### WHAT YOU ARE ASKED TO DO
Could you output each line below precisely as it stands, without the images?

### SUPPLIED RECORDS

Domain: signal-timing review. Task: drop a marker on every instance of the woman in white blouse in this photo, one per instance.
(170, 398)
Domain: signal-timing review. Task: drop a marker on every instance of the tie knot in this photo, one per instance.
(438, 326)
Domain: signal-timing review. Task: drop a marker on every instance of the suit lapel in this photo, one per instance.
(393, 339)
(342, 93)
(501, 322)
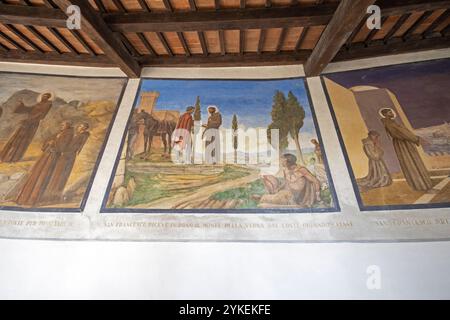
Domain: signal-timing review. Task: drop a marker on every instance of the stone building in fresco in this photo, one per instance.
(148, 101)
(356, 111)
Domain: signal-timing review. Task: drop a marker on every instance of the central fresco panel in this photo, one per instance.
(222, 146)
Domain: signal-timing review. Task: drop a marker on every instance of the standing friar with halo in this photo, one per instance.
(405, 145)
(17, 145)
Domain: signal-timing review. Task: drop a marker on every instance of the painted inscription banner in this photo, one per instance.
(52, 133)
(394, 126)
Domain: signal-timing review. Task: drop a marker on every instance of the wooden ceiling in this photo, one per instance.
(132, 34)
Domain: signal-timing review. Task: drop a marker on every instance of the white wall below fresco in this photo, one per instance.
(87, 269)
(131, 270)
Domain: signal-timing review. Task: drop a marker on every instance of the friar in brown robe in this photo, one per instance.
(65, 163)
(405, 145)
(214, 122)
(317, 151)
(378, 175)
(37, 181)
(19, 142)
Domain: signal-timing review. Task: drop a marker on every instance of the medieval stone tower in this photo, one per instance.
(148, 100)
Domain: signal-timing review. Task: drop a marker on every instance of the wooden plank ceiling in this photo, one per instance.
(132, 34)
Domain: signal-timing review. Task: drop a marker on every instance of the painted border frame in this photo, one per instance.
(335, 209)
(361, 205)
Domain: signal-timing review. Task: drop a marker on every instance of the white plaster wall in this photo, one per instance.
(113, 270)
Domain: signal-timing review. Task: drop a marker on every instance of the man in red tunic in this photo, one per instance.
(182, 133)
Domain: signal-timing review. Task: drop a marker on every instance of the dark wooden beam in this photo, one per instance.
(281, 39)
(147, 44)
(443, 17)
(212, 60)
(221, 19)
(408, 34)
(262, 38)
(94, 26)
(27, 15)
(396, 27)
(400, 7)
(252, 18)
(144, 5)
(201, 37)
(163, 41)
(222, 42)
(41, 37)
(346, 18)
(241, 42)
(22, 37)
(374, 32)
(360, 52)
(184, 43)
(56, 58)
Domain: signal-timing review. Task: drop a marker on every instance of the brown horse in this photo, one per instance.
(154, 127)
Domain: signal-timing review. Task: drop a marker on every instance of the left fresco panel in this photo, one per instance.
(53, 130)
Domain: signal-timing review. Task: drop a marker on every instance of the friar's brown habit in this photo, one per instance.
(63, 167)
(19, 142)
(405, 146)
(39, 177)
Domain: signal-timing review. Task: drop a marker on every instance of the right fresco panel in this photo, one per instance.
(394, 127)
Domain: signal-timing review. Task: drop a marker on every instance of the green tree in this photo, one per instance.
(197, 112)
(295, 117)
(234, 127)
(288, 117)
(278, 117)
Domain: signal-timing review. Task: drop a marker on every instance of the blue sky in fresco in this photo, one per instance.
(250, 100)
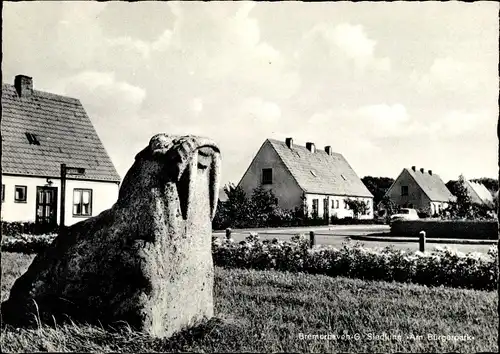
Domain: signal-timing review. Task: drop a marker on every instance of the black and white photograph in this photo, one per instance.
(244, 176)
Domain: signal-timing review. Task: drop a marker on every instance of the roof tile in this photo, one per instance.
(319, 172)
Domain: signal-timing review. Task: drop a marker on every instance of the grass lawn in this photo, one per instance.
(268, 311)
(338, 241)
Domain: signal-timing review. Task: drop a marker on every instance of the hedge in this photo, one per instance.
(30, 228)
(442, 267)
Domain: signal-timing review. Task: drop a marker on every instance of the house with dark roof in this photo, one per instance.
(40, 132)
(421, 190)
(319, 180)
(479, 194)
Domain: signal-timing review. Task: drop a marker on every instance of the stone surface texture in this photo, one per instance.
(146, 261)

######

### WRITTEN REPLY
Domain: signal-timing review. Task: drop a marker on every instance of the woman in white blouse in this photo, one per instance.
(170, 398)
Domain: signal-timing review. Task: drop a marker on every instance of the tie knot in this photo, one per instance.
(438, 326)
Domain: signal-timing review. Task: drop a marker on every instance of the suit lapel in this photo, one per instance.
(393, 339)
(342, 93)
(501, 322)
Domain: signal-timing review. Task: drop a marker on every instance of the stone building in fresco in this photo, one per instance.
(148, 101)
(356, 111)
Domain: signal-timing review. Task: drop a marker on every instance of the central fresco panel in this photo, one per instance.
(222, 146)
Domain: signal-timing review. Task: drop a marker on every instance of the standing friar with halo in this photo, one per instance.
(405, 145)
(17, 145)
Domain: signal-timing review. Task: drop a marker on every instance of the painted inscription banner in this photo, one per instance.
(52, 133)
(394, 126)
Domain: signal-timing review. Task: drop a marker on every instance of the wooden ceiling in this photo, one per instance.
(132, 34)
Domain: signal-timing review. Task: drop a marker on every instance of the white wall below fresco in this photo, one per instance.
(87, 269)
(131, 270)
Domain: signal-timing review. Task: drop a marker on every instance of the friar in brown robe in this photo, one per instance.
(65, 163)
(405, 145)
(214, 122)
(317, 151)
(378, 175)
(37, 181)
(19, 142)
Domain: signal-timing review. Task: drop a marker on every instance of the medieval stone tower in this photo, one per instance.
(148, 100)
Domain: signal-timing review. Task: drop a marker on every instance of the wooden plank ceiling in this photo, one per instance.
(132, 34)
Domain: signal-timing review. Task: drop a marker on every instance of the painted border frame in this photo, one per instance.
(335, 209)
(361, 205)
Domain: signal-timing review. Task: drop a marker on every instance of the white plaster wall in this photo, one per instance.
(113, 270)
Domain: signal-timing review. Task: drop a marker on every instance of the man in red tunic in this photo, one per instance.
(182, 133)
Domain: signal-timing review. Task: drop a marker on every instance of the dark wooden beam in this photo, one per instance.
(281, 39)
(147, 44)
(443, 17)
(212, 60)
(221, 19)
(408, 34)
(262, 38)
(94, 26)
(27, 15)
(396, 27)
(400, 7)
(252, 18)
(144, 5)
(201, 37)
(163, 41)
(222, 42)
(41, 37)
(346, 18)
(241, 42)
(22, 37)
(374, 32)
(360, 52)
(184, 43)
(56, 58)
Domain: signal-timing review. Task: drop a marker on every instance of the brown horse in this photo, one per instance.
(154, 127)
Domain: signal-timing review. Task: drop a marker on every instance of the left fresco panel in this photo, one per instance.
(53, 130)
Domain: signal-timing review. Task: drop a marker on every instance of the friar's brown habit in this photo, one per instance.
(63, 167)
(19, 142)
(405, 146)
(39, 177)
Domain: signal-timing review. Task: drop a marker on every instance of the right fresco panel in this photo, one per instance.
(394, 127)
Domain: signal-timing review. Task: drop a marker on every instance of the green tree in this photo, one per instance.
(197, 112)
(295, 117)
(234, 127)
(288, 117)
(278, 117)
Domain: signal-timing review. Task: drop a marker on every instance of the blue sky in fresco in this photo, one per instance.
(250, 100)
Domain: signal-timing review. Task: drop a marker on every instance of the black and white photograph in this photo, one per instance.
(244, 176)
Domain: signal-timing review. Task: drop a marker on every instance of the roof tile in this photo, one per instance.
(319, 172)
Domain: signal-timing review. Task: drop a marker on every instance of the grass lawn in this photo, one per instance.
(268, 311)
(338, 241)
Domain: signal-timing review. Task: drop a marker on every instance of the hedge in this photo, one per instance.
(30, 228)
(442, 267)
Domain: signal-timing review. Task: drop a marker on every instance of the house with dark roof in this photo, one per instance.
(40, 132)
(421, 190)
(319, 180)
(479, 194)
Domain: signal-timing review. Task: drop a marker on every instance of the stone surface texture in this photo, one per instance.
(146, 261)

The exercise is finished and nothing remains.